### Data excerpts
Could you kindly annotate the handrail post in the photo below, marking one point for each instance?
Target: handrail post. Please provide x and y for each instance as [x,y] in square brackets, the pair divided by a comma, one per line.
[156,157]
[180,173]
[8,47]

### What you need to do
Copy every record above verbatim and in full.

### Task result
Could you kindly annotate the handrail post in the photo below, marking one point for each instance?
Target: handrail post. Please provide x and y for each instance as [x,y] in square brackets, the pair divided by a comma, one per line.
[156,157]
[180,173]
[8,47]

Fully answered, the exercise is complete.